▸ **Document extract**
UNITED STATES

SECURITIES AND EXCHANGE COMMISSION

Washington, D.C. 20549

   

FORM 8-K

   

CURRENT REPORT

PURSUANT TO SECTION 13 OR 15(d) OF THE

SECURITIES EXCHANGE ACT OF 1934

 

Date of Report (Date of earliest event reported): December 27, 2018

   

SG BLOCKS, INC.

(Exact Name of Registrant as Specified in its Charter)

   

Delaware   001-38037   95-4463937
(State or Other Jurisdiction
of Incorporation)
  (Commission File Number)   (I.R.S. Employer
Identification Number)

 

195 Montague Street, 14th Floor

Brooklyn, NY 11201

(Address of Principal Executive Offices, Zip Code)

 

Registrant’s telephone number, including area code: 646-240-4235

   

Check the appropriate box below if the Form 8-K filing is intended to simultaneously satisfy the filing obligation of the registrant under any of the following provisions:

 

Written communications pursuant to Rule 425 under the Securities Act (17 CFR 230.425)
   
Soliciting material pursuant to Rule 14a-12 under the Exchange Act (17 CFR 240.14a-12)
   
Pre-commencement communications pursuant to Rule 14d-2(b) under the Exchange Act (17 CFR 240.14d-2(b))
   
Pre-commencement communications pursuant to Rule 13e-4(c) under the Exchange Act (17 CFR 240.13e-4(c))

  

Indicate by check mark whether the registrant is an emerging growth company as defined in Rule 405 of the Securities Act of 1933 (§230.405 of this chapter) or Rule 12b-2 of the Securities Exchange Act of 1934 (§240.12b-2 of this chapter).

 

Emerging growth company      ☐

 

If an emerging growth company, indicate by check mark if the registrant has elected not to use the extended transition period for complying with any new or revised financial accounting standards provided pursuant to Section 13(a) of the Exchange Act.

 

 

 

 

 

 

Item 5.02 Departure of Directors or Certain Officers; Election of Directors; Appointment of Certain Officers; Compensatory Arrangements of Certain Officers.

▸ **Records provided**
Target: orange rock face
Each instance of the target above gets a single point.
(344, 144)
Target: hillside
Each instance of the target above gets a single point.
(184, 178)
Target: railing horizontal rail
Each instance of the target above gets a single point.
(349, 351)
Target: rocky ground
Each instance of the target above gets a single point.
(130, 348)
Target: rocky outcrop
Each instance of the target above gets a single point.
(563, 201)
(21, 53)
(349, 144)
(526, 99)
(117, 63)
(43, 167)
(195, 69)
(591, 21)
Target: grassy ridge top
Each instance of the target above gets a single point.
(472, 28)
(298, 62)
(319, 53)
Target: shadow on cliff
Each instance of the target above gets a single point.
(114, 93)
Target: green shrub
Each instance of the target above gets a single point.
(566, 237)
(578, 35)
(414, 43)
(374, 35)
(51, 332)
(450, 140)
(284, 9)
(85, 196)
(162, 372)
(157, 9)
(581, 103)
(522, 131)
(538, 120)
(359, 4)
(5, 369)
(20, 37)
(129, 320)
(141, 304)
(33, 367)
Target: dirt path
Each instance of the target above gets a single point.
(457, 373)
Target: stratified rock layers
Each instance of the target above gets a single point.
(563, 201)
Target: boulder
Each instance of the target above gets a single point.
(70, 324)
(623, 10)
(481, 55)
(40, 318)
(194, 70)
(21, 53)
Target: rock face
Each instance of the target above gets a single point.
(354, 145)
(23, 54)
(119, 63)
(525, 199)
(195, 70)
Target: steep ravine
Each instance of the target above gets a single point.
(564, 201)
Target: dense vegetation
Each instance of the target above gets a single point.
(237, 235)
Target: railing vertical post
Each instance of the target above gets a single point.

▸ **What is asked**
In the Form 8-K filing above, what date is given as the date of the earliest event reported?

▸ **The completed task**
December 27, 2018